# DATA FOR THE TASK:

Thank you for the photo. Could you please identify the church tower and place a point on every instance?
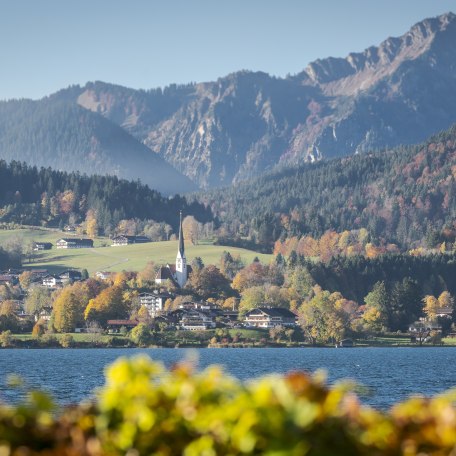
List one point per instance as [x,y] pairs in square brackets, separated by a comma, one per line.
[181,261]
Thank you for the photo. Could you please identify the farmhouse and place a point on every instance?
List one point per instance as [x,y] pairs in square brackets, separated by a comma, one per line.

# REQUIREMENTS:
Copy all of the lines above without any changes, leaving out the pictures.

# FINAL ANSWER:
Thank you for the photo. Could you please identify the church tower and place a point on every instance?
List one point per instance as [x,y] pairs in square brackets, separated by a comma, one per line.
[181,261]
Thank you for the photo. Could you please identify the farmhouse and place a point on every instance?
List one point per instance as [x,y] pairs in square brackets, separated by a comma, one per line.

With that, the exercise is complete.